◆ Document text

▬▬▬▬▬▬▬▬▬▬

So here I am, sitting around in my massive double room in my Superman pajamas eating M&Ms, whilst outside along the streets of one of London’s posh-est and most expensive areas there are parked some of the most ridiculous-looking cars I have ever seen. What was I doing this time last year? Sitting around in my small bedroom in my Superman pajamas in the decidedly un-posh Limerick city of Ireland, eating M&Ms and desperately trying not to think about the horrific, life-changing Leaving Certificate exams looming over the following days.
I honestly didn’t expect to end up in London this year – I had applied through UCAS on a whim but had always planned on taking it easy at Trinity College Dublin. When I actually got my offer to Imperial I hadn’t even seen the gaff! So I arranged a visit with my all too eager Dad (engineering/nerdiness runs deep in our family) and we managed to get a mini-tour from Bioengineering’s Outreach Officer, which was super helpful (if you’re considering a visit just send the Department an email, that’s what I did, I even got a Bioengineering goodie bag!). To my intense surprise, I liked the place straightaway. Aislinn in London? Interesting…

Lost a bet, so this is me wearing shorts in the height of our winter freeze... That's the Bioeng building (i.e. Royal School of Mines) behind me!

▬▬▬▬▬▬▬▬▬▬

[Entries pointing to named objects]
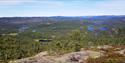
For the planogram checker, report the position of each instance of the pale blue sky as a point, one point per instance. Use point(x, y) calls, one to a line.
point(11, 8)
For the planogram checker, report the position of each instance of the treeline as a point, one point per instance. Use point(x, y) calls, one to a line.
point(16, 47)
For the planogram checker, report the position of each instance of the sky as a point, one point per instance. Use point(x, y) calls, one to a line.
point(30, 8)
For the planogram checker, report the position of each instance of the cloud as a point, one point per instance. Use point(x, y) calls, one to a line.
point(13, 2)
point(113, 5)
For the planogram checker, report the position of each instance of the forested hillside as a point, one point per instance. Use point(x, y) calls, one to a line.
point(22, 37)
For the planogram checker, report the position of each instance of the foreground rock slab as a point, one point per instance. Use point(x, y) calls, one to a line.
point(74, 57)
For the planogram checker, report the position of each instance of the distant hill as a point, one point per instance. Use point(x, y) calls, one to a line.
point(15, 23)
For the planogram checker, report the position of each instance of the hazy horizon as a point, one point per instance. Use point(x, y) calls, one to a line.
point(47, 8)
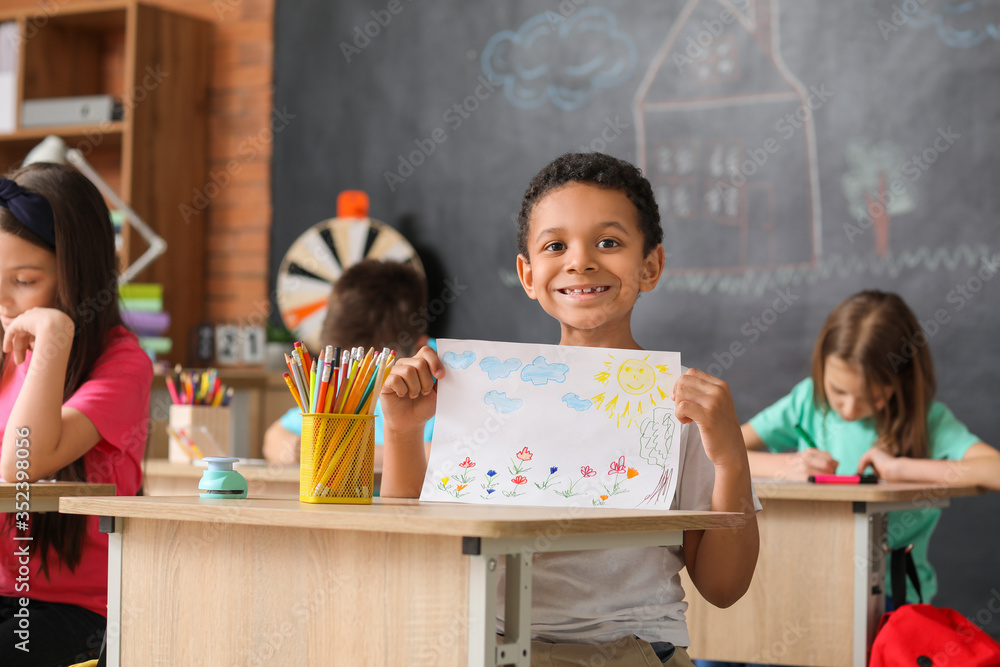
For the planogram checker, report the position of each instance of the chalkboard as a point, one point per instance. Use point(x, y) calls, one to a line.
point(800, 151)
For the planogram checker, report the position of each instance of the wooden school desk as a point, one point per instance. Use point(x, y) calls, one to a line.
point(44, 496)
point(818, 591)
point(276, 581)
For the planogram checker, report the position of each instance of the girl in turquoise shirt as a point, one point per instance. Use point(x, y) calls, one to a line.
point(870, 402)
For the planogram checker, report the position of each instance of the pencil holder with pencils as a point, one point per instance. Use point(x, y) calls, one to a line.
point(337, 458)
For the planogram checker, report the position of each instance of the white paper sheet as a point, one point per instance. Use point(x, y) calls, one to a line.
point(524, 424)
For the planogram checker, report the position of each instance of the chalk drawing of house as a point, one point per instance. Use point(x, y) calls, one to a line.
point(725, 135)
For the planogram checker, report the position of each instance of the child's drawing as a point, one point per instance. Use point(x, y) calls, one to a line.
point(536, 425)
point(642, 387)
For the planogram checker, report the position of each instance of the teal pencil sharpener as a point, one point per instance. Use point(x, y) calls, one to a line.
point(220, 480)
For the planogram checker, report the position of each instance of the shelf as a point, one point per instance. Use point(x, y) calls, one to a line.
point(156, 158)
point(70, 133)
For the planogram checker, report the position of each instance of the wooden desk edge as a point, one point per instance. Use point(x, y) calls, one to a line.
point(58, 489)
point(403, 517)
point(772, 489)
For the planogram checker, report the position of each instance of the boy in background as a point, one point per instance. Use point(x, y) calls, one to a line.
point(373, 304)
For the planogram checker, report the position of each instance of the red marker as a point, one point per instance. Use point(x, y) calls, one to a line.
point(844, 479)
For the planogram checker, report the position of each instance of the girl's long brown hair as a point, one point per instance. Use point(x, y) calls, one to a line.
point(877, 333)
point(87, 291)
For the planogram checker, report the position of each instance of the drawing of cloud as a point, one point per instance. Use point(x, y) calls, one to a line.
point(962, 24)
point(501, 402)
point(874, 166)
point(577, 403)
point(499, 369)
point(541, 372)
point(560, 60)
point(461, 361)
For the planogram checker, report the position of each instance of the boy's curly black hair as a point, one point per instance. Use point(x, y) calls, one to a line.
point(603, 171)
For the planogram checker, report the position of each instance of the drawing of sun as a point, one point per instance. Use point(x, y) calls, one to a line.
point(642, 386)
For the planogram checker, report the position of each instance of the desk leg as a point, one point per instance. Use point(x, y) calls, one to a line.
point(870, 530)
point(483, 647)
point(113, 635)
point(484, 555)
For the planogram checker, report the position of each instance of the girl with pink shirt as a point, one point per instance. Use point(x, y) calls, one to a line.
point(74, 405)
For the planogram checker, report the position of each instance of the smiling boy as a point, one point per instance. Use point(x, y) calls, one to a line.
point(589, 243)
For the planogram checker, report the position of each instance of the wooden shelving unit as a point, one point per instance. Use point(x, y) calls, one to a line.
point(157, 63)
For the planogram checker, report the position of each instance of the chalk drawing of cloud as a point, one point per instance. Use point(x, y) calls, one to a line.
point(562, 61)
point(962, 24)
point(577, 403)
point(541, 372)
point(499, 369)
point(460, 361)
point(501, 402)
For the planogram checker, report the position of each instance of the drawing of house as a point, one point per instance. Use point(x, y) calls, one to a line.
point(726, 136)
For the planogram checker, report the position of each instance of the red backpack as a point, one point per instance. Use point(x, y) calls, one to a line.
point(921, 635)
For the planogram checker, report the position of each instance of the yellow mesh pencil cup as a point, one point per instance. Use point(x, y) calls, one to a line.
point(337, 458)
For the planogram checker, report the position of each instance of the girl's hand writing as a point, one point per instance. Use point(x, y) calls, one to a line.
point(706, 400)
point(409, 393)
point(35, 329)
point(883, 462)
point(800, 465)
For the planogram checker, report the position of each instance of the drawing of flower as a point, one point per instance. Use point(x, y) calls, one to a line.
point(491, 480)
point(617, 468)
point(468, 464)
point(585, 471)
point(518, 480)
point(549, 479)
point(517, 468)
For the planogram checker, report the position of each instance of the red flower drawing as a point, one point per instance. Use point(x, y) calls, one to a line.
point(618, 467)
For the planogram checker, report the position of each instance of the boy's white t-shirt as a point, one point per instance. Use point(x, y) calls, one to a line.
point(592, 597)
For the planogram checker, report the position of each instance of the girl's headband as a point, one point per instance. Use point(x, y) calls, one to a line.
point(31, 210)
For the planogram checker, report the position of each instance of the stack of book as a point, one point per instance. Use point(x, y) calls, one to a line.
point(142, 310)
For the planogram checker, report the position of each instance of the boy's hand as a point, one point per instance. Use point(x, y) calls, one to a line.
point(705, 400)
point(409, 393)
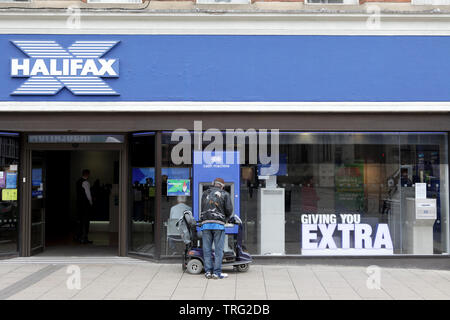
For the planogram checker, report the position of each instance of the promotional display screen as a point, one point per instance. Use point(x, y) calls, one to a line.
point(140, 175)
point(178, 187)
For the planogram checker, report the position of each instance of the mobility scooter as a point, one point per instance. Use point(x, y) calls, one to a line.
point(193, 261)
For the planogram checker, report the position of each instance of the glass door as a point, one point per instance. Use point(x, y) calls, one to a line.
point(37, 202)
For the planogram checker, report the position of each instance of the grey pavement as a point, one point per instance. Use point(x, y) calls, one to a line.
point(114, 278)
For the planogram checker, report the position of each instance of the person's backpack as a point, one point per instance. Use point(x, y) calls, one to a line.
point(214, 200)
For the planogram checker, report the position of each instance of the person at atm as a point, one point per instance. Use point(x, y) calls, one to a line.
point(216, 209)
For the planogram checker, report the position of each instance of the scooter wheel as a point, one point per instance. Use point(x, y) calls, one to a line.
point(243, 267)
point(194, 266)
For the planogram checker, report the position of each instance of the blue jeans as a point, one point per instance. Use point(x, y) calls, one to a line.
point(218, 237)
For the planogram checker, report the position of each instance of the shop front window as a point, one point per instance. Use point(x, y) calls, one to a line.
point(143, 193)
point(333, 193)
point(9, 213)
point(175, 199)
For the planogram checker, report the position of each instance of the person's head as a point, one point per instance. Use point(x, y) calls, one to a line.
point(219, 182)
point(85, 173)
point(181, 199)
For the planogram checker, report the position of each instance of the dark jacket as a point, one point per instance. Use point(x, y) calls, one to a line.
point(216, 206)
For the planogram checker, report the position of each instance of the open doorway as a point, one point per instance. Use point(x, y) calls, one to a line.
point(54, 200)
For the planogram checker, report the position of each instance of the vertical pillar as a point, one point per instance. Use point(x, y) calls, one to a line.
point(123, 199)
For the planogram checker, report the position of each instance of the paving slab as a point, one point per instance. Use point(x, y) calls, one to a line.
point(154, 281)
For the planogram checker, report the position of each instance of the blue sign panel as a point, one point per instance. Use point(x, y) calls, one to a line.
point(224, 68)
point(50, 67)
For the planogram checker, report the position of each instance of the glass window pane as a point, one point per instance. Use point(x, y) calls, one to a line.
point(9, 213)
point(143, 188)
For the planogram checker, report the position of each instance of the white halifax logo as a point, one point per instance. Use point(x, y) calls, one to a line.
point(79, 68)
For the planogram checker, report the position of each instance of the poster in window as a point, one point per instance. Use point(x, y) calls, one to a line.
point(11, 180)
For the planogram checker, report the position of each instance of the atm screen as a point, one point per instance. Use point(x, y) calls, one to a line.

▬▬▬▬▬▬▬▬▬▬

◆ Problems
[A] Return the stretch of the blog post from "I honestly didn’t" through "Mines) behind me!".
[B] In the blog post, where had the writer always planned to study before getting the offer from Imperial?
This data comes from a different source than the blog post.

◆ Responses
[A]
I honestly didn’t expect to end up in London this year – I had applied through UCAS on a whim but had always planned on taking it easy at Trinity College Dublin. When I actually got my offer to Imperial I hadn’t even seen the gaff! So I arranged a visit with my all too eager Dad (engineering/nerdiness runs deep in our family) and we managed to get a mini-tour from Bioengineering’s Outreach Officer, which was super helpful (if you’re considering a visit just send the Department an email, that’s what I did, I even got a Bioengineering goodie bag!). To my intense surprise, I liked the place straightaway. Aislinn in London? Interesting…

Lost a bet, so this is me wearing shorts in the height of our winter freeze... That's the Bioeng building (i.e. Royal School of Mines) behind me!

[B] Trinity College Dublin